Segment Start: Exercise data

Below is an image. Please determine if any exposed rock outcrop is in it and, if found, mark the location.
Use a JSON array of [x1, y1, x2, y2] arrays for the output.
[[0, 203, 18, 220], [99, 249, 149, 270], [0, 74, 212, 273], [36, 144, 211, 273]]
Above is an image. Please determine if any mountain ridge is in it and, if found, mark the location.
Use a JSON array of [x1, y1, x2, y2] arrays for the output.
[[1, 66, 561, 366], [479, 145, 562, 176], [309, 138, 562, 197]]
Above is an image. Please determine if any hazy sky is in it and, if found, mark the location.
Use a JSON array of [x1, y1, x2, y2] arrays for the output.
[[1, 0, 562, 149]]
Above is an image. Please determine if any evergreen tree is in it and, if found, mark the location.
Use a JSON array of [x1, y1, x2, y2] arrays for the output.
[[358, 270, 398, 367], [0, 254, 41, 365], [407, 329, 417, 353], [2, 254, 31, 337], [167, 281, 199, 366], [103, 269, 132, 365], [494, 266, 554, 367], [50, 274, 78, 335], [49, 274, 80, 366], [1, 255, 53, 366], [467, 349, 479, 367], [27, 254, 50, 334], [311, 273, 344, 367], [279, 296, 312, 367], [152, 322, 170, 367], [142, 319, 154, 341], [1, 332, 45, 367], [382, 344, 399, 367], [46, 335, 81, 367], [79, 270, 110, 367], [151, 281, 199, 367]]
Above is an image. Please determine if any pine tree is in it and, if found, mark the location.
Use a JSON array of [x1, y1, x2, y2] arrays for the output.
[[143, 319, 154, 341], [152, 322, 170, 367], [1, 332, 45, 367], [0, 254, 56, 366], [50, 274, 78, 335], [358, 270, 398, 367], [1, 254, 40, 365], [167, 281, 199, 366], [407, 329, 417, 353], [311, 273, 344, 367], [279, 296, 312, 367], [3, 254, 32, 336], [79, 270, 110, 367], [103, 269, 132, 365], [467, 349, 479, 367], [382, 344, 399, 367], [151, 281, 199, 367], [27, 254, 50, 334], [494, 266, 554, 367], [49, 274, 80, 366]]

Segment End: Exercise data

-- Problem to solve --
Wherever a line contains the string "Above", copy that line from the data.

-- Response --
Above is an image. Please determine if any mountain ridge is in it and, if found, mark the location.
Above is an image. Please determine if any hazy sky is in it and, if found, mark the location.
Above is an image. Please determine if any evergreen tree is in it and, if found, mark the location.
Above is an image. Please determine if any pine tree is in it and, if found, mark the location.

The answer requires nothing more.